=== Task to carry out ===
Go to the line in the entries below that holds "Where can the driveway" and repeat exactly from there through the line that holds "Where can the pointed", inclusive.

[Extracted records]
>>>

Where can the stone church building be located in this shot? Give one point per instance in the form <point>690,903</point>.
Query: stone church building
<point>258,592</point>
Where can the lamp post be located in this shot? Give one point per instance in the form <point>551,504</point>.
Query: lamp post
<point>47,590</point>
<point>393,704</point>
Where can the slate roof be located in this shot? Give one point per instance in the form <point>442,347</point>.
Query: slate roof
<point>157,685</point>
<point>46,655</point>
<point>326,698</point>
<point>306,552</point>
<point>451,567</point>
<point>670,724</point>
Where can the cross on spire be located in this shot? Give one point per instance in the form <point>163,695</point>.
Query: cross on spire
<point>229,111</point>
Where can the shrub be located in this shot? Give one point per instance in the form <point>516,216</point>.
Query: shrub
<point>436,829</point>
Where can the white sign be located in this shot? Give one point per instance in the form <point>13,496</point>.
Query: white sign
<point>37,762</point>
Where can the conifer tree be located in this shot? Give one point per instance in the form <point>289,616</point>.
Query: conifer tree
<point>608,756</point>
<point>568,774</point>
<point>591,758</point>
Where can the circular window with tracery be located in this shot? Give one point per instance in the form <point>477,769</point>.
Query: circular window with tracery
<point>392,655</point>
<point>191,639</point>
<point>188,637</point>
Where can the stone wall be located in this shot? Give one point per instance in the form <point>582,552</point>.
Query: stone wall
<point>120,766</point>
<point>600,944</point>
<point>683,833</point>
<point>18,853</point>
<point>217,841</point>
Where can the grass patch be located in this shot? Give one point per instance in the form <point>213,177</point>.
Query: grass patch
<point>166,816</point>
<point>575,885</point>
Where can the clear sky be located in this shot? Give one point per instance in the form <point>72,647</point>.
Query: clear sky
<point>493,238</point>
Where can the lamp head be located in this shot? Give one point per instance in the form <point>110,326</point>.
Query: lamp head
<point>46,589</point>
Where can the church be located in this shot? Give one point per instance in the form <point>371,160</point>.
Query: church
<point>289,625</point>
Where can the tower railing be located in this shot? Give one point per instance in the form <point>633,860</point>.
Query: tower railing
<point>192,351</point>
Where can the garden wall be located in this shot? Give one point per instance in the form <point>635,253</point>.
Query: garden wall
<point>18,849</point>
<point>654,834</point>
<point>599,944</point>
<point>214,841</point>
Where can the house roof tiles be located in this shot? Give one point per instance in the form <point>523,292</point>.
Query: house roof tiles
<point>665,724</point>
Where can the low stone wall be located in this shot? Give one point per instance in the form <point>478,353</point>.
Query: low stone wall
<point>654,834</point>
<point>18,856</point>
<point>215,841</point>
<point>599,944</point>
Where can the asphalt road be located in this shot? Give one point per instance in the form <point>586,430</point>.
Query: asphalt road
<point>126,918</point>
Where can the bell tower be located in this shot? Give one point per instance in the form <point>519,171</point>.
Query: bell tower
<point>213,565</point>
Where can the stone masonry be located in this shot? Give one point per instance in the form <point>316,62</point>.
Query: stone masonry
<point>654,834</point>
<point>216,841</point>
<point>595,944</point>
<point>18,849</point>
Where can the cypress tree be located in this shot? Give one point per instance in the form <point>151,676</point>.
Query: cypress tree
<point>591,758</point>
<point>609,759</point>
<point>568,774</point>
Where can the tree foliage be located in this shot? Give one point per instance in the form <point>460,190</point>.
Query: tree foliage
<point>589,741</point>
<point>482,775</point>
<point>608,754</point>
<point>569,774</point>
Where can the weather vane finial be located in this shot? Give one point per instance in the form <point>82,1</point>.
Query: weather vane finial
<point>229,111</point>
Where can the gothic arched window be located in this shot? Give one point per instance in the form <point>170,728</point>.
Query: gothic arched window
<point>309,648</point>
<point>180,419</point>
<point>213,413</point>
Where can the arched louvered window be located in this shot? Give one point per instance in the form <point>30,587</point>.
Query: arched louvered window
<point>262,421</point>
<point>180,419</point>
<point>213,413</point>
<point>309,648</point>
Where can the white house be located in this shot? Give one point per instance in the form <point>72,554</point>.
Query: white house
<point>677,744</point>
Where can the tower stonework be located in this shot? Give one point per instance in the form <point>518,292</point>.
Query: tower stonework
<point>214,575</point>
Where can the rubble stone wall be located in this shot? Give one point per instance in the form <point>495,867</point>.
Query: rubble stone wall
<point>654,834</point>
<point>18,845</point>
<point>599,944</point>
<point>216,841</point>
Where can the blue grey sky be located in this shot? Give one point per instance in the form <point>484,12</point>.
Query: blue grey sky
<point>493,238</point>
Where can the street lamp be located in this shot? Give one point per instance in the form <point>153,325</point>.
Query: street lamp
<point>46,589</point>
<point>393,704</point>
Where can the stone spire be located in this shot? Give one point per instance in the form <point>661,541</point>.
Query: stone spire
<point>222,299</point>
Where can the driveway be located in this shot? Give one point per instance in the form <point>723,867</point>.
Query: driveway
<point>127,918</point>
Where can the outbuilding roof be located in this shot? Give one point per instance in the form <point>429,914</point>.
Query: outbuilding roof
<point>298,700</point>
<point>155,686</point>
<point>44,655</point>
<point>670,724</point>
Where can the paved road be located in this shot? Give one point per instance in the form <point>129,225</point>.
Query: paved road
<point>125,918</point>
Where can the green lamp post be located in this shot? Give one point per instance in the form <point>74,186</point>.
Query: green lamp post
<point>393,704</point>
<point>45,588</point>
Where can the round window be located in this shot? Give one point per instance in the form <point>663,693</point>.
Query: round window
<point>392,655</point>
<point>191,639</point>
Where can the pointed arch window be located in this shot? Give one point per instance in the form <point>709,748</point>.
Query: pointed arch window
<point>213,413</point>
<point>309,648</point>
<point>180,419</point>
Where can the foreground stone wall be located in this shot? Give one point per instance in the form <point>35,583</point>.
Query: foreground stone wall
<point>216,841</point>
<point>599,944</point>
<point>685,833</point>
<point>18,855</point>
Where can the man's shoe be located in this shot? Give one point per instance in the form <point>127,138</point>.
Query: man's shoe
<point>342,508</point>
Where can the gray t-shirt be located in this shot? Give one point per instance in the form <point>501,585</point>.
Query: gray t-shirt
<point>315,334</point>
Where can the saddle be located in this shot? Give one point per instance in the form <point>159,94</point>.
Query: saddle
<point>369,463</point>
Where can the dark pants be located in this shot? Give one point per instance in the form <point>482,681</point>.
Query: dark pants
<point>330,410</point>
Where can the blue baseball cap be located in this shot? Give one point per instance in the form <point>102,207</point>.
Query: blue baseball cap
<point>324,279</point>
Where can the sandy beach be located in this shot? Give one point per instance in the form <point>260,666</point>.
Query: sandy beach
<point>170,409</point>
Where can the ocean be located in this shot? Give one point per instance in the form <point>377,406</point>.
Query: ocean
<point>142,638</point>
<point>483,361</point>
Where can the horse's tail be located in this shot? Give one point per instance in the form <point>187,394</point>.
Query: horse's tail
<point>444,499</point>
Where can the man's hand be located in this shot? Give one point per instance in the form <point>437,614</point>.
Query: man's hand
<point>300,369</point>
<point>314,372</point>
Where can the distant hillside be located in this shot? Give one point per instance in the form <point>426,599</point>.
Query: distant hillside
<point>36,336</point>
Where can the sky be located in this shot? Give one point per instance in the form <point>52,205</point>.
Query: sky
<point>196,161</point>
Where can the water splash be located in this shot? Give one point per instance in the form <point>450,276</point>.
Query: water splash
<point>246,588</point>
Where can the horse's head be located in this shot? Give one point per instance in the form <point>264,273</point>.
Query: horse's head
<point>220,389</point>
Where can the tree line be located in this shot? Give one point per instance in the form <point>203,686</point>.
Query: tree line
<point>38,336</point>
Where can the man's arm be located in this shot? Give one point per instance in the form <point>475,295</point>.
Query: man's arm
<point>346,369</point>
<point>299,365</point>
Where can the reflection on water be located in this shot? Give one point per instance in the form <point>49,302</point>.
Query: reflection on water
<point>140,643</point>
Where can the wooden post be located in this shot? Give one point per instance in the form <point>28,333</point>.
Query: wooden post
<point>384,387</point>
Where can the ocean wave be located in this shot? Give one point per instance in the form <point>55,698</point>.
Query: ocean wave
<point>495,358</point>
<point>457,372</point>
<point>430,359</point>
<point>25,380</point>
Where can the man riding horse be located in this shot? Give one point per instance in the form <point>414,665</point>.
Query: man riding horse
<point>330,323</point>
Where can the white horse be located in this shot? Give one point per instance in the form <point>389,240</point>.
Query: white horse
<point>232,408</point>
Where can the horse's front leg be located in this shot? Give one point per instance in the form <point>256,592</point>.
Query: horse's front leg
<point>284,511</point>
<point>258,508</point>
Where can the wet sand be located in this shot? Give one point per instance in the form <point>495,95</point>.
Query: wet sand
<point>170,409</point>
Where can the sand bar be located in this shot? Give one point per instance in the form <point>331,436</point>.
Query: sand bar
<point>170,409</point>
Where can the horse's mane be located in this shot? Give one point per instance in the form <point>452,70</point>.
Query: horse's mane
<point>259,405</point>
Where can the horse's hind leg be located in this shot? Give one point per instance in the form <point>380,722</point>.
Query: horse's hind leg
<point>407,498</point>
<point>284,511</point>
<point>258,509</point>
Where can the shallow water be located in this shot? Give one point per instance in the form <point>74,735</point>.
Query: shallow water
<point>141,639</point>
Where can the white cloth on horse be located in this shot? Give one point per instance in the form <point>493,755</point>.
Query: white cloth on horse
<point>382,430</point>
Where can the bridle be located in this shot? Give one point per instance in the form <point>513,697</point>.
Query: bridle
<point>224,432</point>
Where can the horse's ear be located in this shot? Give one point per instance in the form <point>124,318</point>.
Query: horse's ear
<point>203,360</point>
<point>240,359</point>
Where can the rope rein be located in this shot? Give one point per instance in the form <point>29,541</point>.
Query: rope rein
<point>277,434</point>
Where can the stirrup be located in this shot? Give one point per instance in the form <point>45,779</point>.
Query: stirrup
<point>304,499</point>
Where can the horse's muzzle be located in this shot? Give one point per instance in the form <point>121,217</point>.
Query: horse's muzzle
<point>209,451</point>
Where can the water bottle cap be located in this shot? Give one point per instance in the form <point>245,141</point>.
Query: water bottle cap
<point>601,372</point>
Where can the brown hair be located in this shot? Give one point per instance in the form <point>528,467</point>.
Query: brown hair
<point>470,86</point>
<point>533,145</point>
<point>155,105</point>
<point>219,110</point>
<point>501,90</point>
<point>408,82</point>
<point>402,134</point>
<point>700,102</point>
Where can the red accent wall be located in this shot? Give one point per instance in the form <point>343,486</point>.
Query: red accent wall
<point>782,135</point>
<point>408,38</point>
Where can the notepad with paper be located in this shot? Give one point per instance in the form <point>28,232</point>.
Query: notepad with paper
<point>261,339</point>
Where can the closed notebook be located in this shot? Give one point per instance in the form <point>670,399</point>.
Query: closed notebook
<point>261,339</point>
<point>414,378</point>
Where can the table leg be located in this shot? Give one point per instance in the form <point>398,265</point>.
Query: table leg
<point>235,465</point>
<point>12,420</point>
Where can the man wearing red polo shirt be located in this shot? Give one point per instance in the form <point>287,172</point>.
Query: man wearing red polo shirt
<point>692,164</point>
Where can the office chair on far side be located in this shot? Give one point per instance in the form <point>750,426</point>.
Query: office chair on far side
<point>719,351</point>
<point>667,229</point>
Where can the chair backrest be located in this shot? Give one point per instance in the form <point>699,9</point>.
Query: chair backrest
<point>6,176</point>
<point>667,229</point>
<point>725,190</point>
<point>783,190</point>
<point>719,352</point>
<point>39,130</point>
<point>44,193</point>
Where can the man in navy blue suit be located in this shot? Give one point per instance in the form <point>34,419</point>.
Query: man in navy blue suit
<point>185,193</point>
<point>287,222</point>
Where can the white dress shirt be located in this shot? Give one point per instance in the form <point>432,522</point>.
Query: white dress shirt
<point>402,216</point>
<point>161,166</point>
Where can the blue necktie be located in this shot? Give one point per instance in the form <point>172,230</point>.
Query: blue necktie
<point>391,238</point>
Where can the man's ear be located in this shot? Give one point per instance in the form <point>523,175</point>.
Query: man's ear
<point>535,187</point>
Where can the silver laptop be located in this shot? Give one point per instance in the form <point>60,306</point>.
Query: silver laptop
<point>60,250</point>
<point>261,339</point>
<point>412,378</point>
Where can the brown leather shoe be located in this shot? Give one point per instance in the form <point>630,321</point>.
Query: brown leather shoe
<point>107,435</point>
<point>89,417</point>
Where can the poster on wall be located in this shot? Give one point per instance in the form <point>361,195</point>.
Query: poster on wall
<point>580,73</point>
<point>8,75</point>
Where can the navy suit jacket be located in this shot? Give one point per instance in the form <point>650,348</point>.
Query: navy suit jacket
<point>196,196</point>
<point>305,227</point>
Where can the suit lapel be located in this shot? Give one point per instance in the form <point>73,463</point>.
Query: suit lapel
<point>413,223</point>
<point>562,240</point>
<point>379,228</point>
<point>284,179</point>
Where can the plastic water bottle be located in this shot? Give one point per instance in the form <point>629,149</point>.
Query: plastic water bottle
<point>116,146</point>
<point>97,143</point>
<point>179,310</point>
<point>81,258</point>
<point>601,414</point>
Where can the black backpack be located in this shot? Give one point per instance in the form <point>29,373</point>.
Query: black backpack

<<<

=== Written solution ===
Where can the driveway be located in this shot? Give one point per instance in the form <point>723,867</point>.
Query: driveway
<point>127,918</point>
Where can the outbuilding roof be located in this shot? Give one point per instance in the form <point>429,914</point>.
Query: outbuilding roof
<point>298,700</point>
<point>155,686</point>
<point>44,655</point>
<point>670,724</point>
Where can the paved road be located in this shot? Give one point per instance in the form <point>129,225</point>.
Query: paved road
<point>125,918</point>
Where can the green lamp post be located in this shot? Give one point per instance in the form <point>74,186</point>.
Query: green lamp post
<point>393,704</point>
<point>45,588</point>
Where can the round window be located in this shot? Give one point per instance in the form <point>663,693</point>.
Query: round window
<point>392,655</point>
<point>191,639</point>
Where can the pointed arch window be located in this shot? Give one point per instance in the form <point>709,748</point>.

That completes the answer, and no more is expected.